§ **Problem to solve**
Provide a verbatim copy of the data below.

Segment Open

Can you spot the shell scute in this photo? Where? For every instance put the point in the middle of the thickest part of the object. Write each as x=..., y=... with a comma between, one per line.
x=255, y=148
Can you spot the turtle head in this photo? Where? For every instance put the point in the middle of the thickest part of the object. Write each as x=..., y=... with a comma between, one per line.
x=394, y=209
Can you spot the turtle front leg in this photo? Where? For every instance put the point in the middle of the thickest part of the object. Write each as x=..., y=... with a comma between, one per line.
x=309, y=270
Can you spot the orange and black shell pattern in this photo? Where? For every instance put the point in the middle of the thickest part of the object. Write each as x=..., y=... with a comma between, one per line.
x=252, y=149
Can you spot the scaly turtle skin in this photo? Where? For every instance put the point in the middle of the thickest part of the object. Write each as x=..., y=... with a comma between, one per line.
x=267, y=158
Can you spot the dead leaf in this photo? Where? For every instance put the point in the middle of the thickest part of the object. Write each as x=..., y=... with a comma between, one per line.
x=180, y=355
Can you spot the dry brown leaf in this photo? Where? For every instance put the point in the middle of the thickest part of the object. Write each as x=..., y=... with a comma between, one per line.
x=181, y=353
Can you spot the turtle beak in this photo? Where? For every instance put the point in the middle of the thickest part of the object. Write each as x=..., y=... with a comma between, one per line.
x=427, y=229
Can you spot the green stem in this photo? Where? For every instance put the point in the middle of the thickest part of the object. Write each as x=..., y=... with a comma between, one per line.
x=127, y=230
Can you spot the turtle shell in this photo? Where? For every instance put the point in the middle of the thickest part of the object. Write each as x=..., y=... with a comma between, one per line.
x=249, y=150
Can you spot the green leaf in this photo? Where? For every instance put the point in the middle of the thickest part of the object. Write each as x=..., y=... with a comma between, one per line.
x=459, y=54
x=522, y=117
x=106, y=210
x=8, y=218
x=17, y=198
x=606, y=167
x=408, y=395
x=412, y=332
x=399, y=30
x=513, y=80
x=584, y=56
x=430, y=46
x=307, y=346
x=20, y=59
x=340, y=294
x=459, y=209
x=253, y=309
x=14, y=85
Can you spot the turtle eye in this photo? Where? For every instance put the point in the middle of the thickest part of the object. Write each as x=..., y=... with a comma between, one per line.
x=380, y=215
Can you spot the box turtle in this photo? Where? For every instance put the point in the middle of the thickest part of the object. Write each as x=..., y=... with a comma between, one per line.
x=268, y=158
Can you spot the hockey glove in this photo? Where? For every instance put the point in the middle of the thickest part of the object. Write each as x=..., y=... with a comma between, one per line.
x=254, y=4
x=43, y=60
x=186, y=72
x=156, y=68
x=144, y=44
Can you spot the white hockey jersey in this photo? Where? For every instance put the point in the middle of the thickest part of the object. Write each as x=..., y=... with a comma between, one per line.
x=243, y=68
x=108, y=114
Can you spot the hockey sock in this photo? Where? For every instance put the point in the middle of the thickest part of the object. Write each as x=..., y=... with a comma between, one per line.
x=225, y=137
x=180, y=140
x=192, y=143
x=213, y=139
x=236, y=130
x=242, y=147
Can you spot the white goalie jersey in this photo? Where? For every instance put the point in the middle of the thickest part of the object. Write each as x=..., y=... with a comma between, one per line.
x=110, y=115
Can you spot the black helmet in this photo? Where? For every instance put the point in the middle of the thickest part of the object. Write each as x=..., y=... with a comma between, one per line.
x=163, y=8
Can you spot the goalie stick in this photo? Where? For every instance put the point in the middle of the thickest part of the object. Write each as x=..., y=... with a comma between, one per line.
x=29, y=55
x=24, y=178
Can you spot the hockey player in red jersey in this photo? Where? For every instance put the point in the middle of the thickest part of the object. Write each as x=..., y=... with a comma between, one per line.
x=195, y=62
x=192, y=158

Segment Closed

§ **Task result**
Can you spot the shell scute in this photo? Where? For every instance put the point in the middle of the thickest part of the object. Write each as x=..., y=... with a comma between, one per line.
x=255, y=148
Can you spot the turtle head in this photo? Where? For every instance put the point in the middle of the thickest part of the object. Write each as x=..., y=... with a comma between, one per line.
x=394, y=209
Can you spot the turtle front leg in this photo? Where? For every instance put the point in the middle of the thickest part of the object. Write each as x=..., y=... with a comma between, one per line.
x=309, y=270
Can you spot the orange and black shell pattern in this photo? Where? For every instance put the point in the middle of the thickest part of the object. Write each as x=..., y=... with a comma between, one per line.
x=252, y=149
Can you spot the scaly turtle skin in this photo? Where? For every instance put the point in the middle of the thickest part of the object. Write each as x=..., y=... with a comma between, one per line.
x=267, y=158
Can you spot the dead leaf in this photo? Where? For every instance put the point in the middle of the thickest part of the object. Write each as x=..., y=... with a comma between, one per line.
x=180, y=355
Can you spot the dry brown leaf in this photo? Where? For every instance put the point in the middle of the thickest part of the object. Write each as x=..., y=... with a comma between, one per line.
x=181, y=353
Can you spot the turtle beak in this photo? Where? For every instance put the point in the middle of the thickest part of the object. Write each as x=..., y=... with a comma between, one per line.
x=427, y=229
Can you spot the green stem in this photo? Where? For every instance put the point in the middle of the thickest part of the object. Write each as x=..., y=... with a comma between, one per line.
x=127, y=230
Can you spot the turtle shell in this photo? Where? For every instance put the point in the middle of the thickest part of the object. Write each as x=..., y=... with a comma between, one per line.
x=249, y=150
Can you spot the green leaf in this photo? Where? For every instance put the point in the middle of the thickest part of the object. Write each as x=..., y=... with a comma between, one per line.
x=459, y=54
x=522, y=117
x=106, y=210
x=8, y=218
x=17, y=198
x=606, y=167
x=408, y=395
x=412, y=332
x=399, y=30
x=513, y=80
x=584, y=56
x=430, y=46
x=307, y=346
x=20, y=59
x=340, y=294
x=459, y=209
x=253, y=309
x=14, y=85
Can you spot the turtle eye in this photo? Where? For every instance put the point in the middle of the thickest part of the object. Write each as x=..., y=... with a comma between, one per line.
x=380, y=215
Can you spot the box turtle in this photo? Where? For every instance put the point in the middle of the thickest part of the object. Write each as x=..., y=... with a comma between, one per line.
x=268, y=158
Can you spot the hockey glove in this photo? Where? For every instance put the point in the middle of the thickest part of the object. Write each as x=..., y=... with a comma between, one per line.
x=254, y=4
x=43, y=60
x=186, y=72
x=156, y=68
x=144, y=44
Can you spot the white hockey jersey in this photo? Where? For every instance put the point in the middle of the thickest part of the object. Write each as x=..., y=... with a comma between, one per line.
x=243, y=68
x=108, y=114
Can you spot the hockey sock in this photo? Where? For every instance put the point in the middle of the thickest part of the object. Write each as x=..., y=... with a comma between, one per line.
x=225, y=137
x=180, y=140
x=192, y=143
x=213, y=139
x=236, y=130
x=242, y=147
Can you spot the white goalie jersey in this photo? Where? For every instance put the point in the middle of the thickest part of the object. Write each as x=..., y=... with a comma between, one per line.
x=110, y=115
Can you spot the black helmet in this photo? Where? For every instance put the point in the middle of the thickest part of the object. Write each as x=..., y=... with a comma between, one per line.
x=163, y=8
Can you spot the goalie stick in this photo? Where? For every instance put the point in the middle of the thickest part of the object. Write each as x=..., y=... with a comma between, one per line.
x=29, y=55
x=24, y=178
Can you spot the hockey player in red jersey in this photo? Where? For every instance put the point in the middle of the thickest part of the object. Write each as x=..., y=... with a comma between, one per line.
x=195, y=62
x=192, y=158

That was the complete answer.